▸ Brano di lettura
- - -

Da quanto appena scritto dovrebbe essere chiaro allora che l'EdC non condanna il possesso dei beni e il perseguimento del profitto, che sono obiettivi necessari per svolgere una qualsiasi attività economica, ma li considera strumenti per conseguire il bene di tutti. In merito ricordiamo anche la nozione tomistica di proprietà già accennata e che forse trova nell'EdC una fra le possibili applicazioni.


3)Libertà di condividere. Un altro aspetto essenziale di questa esperienza economica è che ciascun imprenditore e ciascun socio di un'impresa che aderisce all'EDC, è libero di condividere o meno la sua parte di profitto. L'ideale, secondo alcuni[270], sarebbe quello di lasciare che il socio venga in possesso della sua parte di utili e poi liberamente li metta in comune, salvaguardando così sia la soddisfazione morale del risultato economico sia quella del dono. Questa esigenza di libertà nella donazione si deve, però, conciliare anche con l'esigenza di mostrare a terzi la motivazione "ideale" di queste aziende, motivazione che, a sua volta, è molto importante per poter coinvolgere moralmente nel progetto altre persone di buona volontà (lavoratori, clienti o fornitori). E' stato così suggerito che la destinazione di una parte degli utili a fini altruistici potrebbe essere esplicitamente stabilita nello statuto o in appositi accordi privati tra i soci, mentre per la parte restante i singoli soci potrebbero essere lasciati liberi di scegliere volta per volta sia l'entità del contributo che la sua forma. Bisogna comunque tenere presente che la scelta della modalità di devoluzione degli utili non è indifferente ai fini fiscali. Ad esempio in USA è possibile una completa esenzione dall'IRPEG tramite l'adozione della forma giuridica di "non profit corporation", a patto però di escludere fin dall'inizio qualsiasi distribuzione di utili a fondatori, soci o amministratori. Nella normativa italiana, invece, sono le cooperative a beneficiare delle più ampie esenzioni per i redditi non distribuiti ai soci. Ad ogni modo, non esiste una regola fissa per la condivisione degli utili, e ciascuna impresa, come avremo modo di constatare più avanti, stabilisce le proprie modalità.

- - -

Righe di etichettatura delle posizioni:
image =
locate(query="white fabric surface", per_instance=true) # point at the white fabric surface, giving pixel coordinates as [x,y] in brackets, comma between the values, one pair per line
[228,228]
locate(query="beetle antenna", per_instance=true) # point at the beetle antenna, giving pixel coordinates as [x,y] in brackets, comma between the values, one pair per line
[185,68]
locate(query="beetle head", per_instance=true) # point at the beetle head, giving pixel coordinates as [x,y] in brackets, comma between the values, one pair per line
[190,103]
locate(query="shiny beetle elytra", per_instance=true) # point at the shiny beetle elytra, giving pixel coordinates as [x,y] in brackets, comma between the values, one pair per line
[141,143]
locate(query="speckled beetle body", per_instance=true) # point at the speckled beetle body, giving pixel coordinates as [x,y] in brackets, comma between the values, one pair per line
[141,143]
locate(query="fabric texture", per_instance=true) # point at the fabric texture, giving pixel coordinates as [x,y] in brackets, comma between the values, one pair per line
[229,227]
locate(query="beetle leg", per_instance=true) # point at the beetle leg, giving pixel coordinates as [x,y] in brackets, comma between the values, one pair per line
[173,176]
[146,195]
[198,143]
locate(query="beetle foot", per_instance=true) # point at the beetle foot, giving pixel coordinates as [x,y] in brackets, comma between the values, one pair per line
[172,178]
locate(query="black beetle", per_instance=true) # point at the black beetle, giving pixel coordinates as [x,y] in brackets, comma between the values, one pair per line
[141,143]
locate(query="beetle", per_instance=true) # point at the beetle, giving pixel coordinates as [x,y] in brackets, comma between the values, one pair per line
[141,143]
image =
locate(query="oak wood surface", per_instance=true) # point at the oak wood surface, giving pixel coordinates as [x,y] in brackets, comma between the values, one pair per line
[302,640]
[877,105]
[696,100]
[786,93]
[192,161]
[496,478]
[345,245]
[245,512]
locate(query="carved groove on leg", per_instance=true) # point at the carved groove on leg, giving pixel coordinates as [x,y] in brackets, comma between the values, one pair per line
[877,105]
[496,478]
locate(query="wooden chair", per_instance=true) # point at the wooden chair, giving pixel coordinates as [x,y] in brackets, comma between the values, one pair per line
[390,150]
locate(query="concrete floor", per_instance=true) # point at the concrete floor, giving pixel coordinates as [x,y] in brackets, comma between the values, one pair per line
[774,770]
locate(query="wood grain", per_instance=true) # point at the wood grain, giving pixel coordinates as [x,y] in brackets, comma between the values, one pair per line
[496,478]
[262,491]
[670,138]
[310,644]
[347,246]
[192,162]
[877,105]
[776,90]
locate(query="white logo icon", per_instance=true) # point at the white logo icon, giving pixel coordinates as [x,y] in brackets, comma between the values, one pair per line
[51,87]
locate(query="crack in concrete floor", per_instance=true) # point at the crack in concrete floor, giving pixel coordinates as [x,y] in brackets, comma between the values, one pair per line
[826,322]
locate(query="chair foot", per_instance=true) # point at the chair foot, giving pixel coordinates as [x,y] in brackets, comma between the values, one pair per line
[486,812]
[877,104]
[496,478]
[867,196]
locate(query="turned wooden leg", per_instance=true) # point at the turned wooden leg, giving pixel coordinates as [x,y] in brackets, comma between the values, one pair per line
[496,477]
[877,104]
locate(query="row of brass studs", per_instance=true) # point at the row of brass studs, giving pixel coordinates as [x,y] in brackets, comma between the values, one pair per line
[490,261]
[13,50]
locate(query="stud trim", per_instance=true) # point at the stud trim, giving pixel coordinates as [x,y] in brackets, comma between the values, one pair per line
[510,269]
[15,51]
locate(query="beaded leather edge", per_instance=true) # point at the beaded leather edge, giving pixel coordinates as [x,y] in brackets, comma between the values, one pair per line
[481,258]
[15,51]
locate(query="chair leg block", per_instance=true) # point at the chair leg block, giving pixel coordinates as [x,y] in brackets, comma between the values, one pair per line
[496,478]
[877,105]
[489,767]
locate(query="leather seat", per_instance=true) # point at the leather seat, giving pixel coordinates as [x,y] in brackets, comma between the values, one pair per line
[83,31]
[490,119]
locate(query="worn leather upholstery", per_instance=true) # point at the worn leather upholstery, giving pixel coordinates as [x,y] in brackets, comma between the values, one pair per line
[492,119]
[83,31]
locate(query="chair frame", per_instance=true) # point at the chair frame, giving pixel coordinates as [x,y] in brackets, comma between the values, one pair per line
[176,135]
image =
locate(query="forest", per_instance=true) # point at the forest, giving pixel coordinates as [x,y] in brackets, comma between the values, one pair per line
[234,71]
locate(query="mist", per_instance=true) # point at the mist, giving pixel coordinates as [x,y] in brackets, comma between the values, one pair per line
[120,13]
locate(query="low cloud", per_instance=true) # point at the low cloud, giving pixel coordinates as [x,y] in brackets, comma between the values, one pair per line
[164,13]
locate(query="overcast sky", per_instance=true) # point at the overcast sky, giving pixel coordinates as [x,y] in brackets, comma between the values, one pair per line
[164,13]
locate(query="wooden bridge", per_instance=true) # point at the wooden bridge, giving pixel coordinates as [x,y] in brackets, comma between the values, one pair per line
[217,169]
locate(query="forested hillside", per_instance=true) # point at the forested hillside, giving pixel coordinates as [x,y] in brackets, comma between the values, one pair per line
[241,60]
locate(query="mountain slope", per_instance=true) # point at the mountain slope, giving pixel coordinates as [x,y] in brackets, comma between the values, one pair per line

- - -

▸ Lavoro da svolgere
- A) Seleziona tutte le righe in cui compare la stringa "surface" e copiale.
- B) Riprendi il brano sull'EdC e continualo dopo la sua ultima frase.
Il brano e le righe provengono da fonti diverse.

▸ Risposte
- A)
locate(query="white fabric surface", per_instance=true) # point at the white fabric surface, giving pixel coordinates as [x,y] in brackets, comma between the values, one pair per line
locate(query="oak wood surface", per_instance=true) # point at the oak wood surface, giving pixel coordinates as [x,y] in brackets, comma between the values, one pair per line

- B)
L'esperienza dell'EdC, infatti, è ancora in una fase di sperimentazione e il compito di queste prime "aziende pilota" è proprio quello di trovare le migliori vie di attuazione e di concretizzazione del progetto stesso.


4) Coinvolgimento di tutti al processo produttivo. L'EdC prevede la formazione di imprese che assumano, preferibilmente, la forma di società con possibilità di partecipazione molto diffusa. Tale preferenza è nata dalla realtà stessa del Brasile, ove il potere e la ricchezza sono altamente concentrati mentre la maggioranza della popolazione è lasciata ai margini della società, spesso in condizioni di estrema povertà. Queste persone non sono mai state in grado di partecipare al processo produttivo del loro Paese e questa, come si è cercato di evidenziare discutendo delle politiche di sviluppo, è purtroppo una caratteristica comune alla maggioranza dei PMS, ove uno dei principali problemi è proprio l'emarginazione di gran parte della popolazione dalla vita economica, politica e sociale del paese. Il modello ad azionariato diffuso, allora, permette a chiunque lo desideri di entrare a far parte del sistema economico in qualità di piccolo azionista e nel contempo aumenta la capacità dell'impresa di raccogliere il capitale ad essa necessario attraverso le numerose piccole partecipazioni. Questo sistema potrebbe anche contribuire a conciliare l'esigenza di una maggiore equità con adeguati tassi di sviluppo. Infatti, nei paesi ove esiste un'alta concentrazione del reddito, come in Brasile, una eventuale redistribuzione della ricchezza tra i meno agiati verrebbe ad ostacolare il processo di sviluppo del paese, colpendo maggiormente gli stessi poveri. Generalmente si sostiene che la suddetta redistribuzione sottrarrebbe i capitali necessari per gli investimenti, bloccando così lo sviluppo. Una partecipazione più ampia e diffusa alle attività produttive, e quindi alla formazione del capitale, potrebbe - si suggerisce - portare al superamento di questo trade - off.


5) Concetto di impresa e partecipazione al di fuori di essa. Altra caratteristica che emerge dell'EdC è la funzione sociale che viene attribuita all'impresa, la quale si configura come una comunità di persone che partecipano pienamente, nel rispetto delle diverse competenze, alla vita dell'intera attività economica.

L'esistenza dell'impresa è finalizzata a due scopi:

a) essere uno strumento di promozione umana per una crescita integrale dell'uomo;

b) realizzare un uso sociale delle risorse di cui dispone, dei beni che produce e dei profitti che consegue.

I rapporti all'interno dell'impresa, di conseguenza, sono improntati sul rispetto, sulla collaborazione e sull'armonia tra i suoi membri oltre che con chi ha contatti esterni con l'azienda. D'altra parte un'impresa nata con l'intenzione di beneficiare la comunità locale, non può ricevere soddisfazione solo dall'aver conseguito profitti massimi che vengono poi condivisi ; altrettanto importante per essa deve essere il rispetto per l'ambiente umano e per quello naturale, l'offerta di opportunità di lavoro e lo sviluppo economico del territorio.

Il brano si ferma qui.